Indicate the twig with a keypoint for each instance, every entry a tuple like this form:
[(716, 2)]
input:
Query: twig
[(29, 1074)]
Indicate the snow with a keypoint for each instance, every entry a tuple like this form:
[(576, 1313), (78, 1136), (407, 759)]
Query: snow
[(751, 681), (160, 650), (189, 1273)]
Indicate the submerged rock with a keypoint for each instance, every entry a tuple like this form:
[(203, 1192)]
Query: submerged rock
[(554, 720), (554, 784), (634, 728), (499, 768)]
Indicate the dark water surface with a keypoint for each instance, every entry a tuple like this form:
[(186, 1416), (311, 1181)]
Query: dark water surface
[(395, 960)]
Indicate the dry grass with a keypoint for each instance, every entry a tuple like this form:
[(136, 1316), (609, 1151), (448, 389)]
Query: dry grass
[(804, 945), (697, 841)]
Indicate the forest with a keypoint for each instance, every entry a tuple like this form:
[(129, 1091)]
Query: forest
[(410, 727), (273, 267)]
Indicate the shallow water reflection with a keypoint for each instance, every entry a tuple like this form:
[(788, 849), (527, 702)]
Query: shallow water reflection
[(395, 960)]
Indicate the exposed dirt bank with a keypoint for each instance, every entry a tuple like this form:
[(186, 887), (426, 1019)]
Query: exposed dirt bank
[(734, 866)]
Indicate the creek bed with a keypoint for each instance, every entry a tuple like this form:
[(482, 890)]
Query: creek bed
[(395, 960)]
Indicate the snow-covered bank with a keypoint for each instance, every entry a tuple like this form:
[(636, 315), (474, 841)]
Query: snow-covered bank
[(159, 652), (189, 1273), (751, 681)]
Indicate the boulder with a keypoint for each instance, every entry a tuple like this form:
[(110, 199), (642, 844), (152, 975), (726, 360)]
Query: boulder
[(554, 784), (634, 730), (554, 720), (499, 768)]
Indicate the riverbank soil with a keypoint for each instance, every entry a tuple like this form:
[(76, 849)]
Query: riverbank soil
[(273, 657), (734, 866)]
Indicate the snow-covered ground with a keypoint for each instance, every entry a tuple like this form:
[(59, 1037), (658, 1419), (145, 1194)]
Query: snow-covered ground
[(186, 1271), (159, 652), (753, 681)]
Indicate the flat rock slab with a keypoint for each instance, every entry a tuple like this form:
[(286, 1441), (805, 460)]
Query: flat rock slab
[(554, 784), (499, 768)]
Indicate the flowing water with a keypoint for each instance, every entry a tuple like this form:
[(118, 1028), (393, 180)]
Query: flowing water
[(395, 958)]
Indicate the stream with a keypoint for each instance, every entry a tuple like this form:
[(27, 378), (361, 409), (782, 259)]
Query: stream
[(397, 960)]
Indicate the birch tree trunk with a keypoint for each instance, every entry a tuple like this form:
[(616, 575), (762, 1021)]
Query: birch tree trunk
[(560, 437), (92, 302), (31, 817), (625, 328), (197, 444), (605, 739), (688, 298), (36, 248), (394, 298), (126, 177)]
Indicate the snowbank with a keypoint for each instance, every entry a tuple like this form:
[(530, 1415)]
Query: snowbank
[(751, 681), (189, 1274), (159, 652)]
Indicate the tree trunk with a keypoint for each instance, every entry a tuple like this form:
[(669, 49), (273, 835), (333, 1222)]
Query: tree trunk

============================================================

**Task to complete:** Print the whole listing again, exactly.

**Finished answer:**
Indicate the twig with a keypoint for each instance, every entry a tuple like this form:
[(716, 2)]
input:
Query: twig
[(29, 1074)]
Indicate the snow with a keypoint for each instance, every entry a tuple like this form:
[(576, 1313), (78, 1136), (407, 759)]
Query: snow
[(751, 681), (160, 650), (189, 1273)]
Indicate the submerged rock with a keypoint for each instance, every entry a tuple like this form:
[(203, 1192)]
Query: submerged rock
[(554, 720), (554, 784), (634, 728), (499, 768)]
Indicate the dark water surface with a keypoint for each instance, every entry a tuple like this form:
[(186, 1416), (311, 1181)]
Query: dark water surface
[(395, 960)]
Indicate the dry grass with a keypoint for each instance, every entry a tuple like this form:
[(136, 1316), (609, 1151), (448, 389)]
Query: dry grass
[(804, 945), (697, 841)]
Indicate the forest with a keypoint for each instance, every entry a tuple like this form:
[(129, 1091)]
Query: forest
[(410, 727), (273, 267)]
Indicate the shallow water reflection with a keypoint for each instance, every entry a tuple like this form:
[(788, 849), (527, 702)]
Query: shallow water reflection
[(395, 960)]
Indicate the exposed dirt bank with a keypoint for each instance, every entry a tuple like this form:
[(186, 887), (426, 1019)]
Query: exposed dirt bank
[(734, 866)]
Indicate the creek bed with a keypoint for each instance, every entry a tuple like this form:
[(482, 890)]
Query: creek bed
[(395, 960)]
Indicate the snow-covered bank with a keypoint for each instance, every entry a tuple like this form:
[(636, 315), (474, 841)]
Query: snow-covered bank
[(159, 652), (189, 1273), (751, 681)]
Indicate the boulder with a keypoint for each instance, every entry a tuple like this form:
[(110, 199), (642, 844), (152, 975), (726, 360)]
Query: boulder
[(554, 784), (634, 730), (554, 720), (499, 768)]
Indicate the riverbank soil with a keypoint for each instance, every entry a tuple like this form:
[(76, 849)]
Query: riverbank soil
[(273, 657), (734, 866)]
Indicate the snow-covered ground with a keypoint for each instance, every entry a tuple like this form:
[(59, 1037), (658, 1419), (145, 1194)]
Query: snow-covered ground
[(186, 1271), (159, 652), (753, 681)]
Indicate the flat rock slab with a keypoint for each instance, every entry a tuple like this form:
[(286, 1441), (805, 460)]
Query: flat rock slab
[(554, 784), (499, 768)]
Indicate the flowing water with a keypoint for each instance, every entry a tuple like this form:
[(118, 1028), (393, 180)]
Query: flowing water
[(395, 958)]
Indicate the stream with a keypoint for each instance, every entry a tuple like this form:
[(27, 378), (361, 409), (782, 259)]
Query: stream
[(397, 960)]
Indicate the birch tree trunk with a keypoint for each instance, every entry a tuple like this form:
[(616, 575), (762, 1021)]
Query: birch tree trunk
[(560, 437), (92, 302), (31, 817), (625, 328), (197, 444), (605, 739), (688, 298), (36, 248), (394, 298), (126, 177)]
Indicate the snowbank with a keypoint for each instance, every entry a tuple like this form:
[(530, 1415)]
Query: snowbank
[(751, 681), (189, 1274), (159, 652)]
Indicate the tree trunk with a keypoint for each instance, every entry a tuple like this form:
[(669, 49), (273, 835), (333, 1222)]
Query: tree trunk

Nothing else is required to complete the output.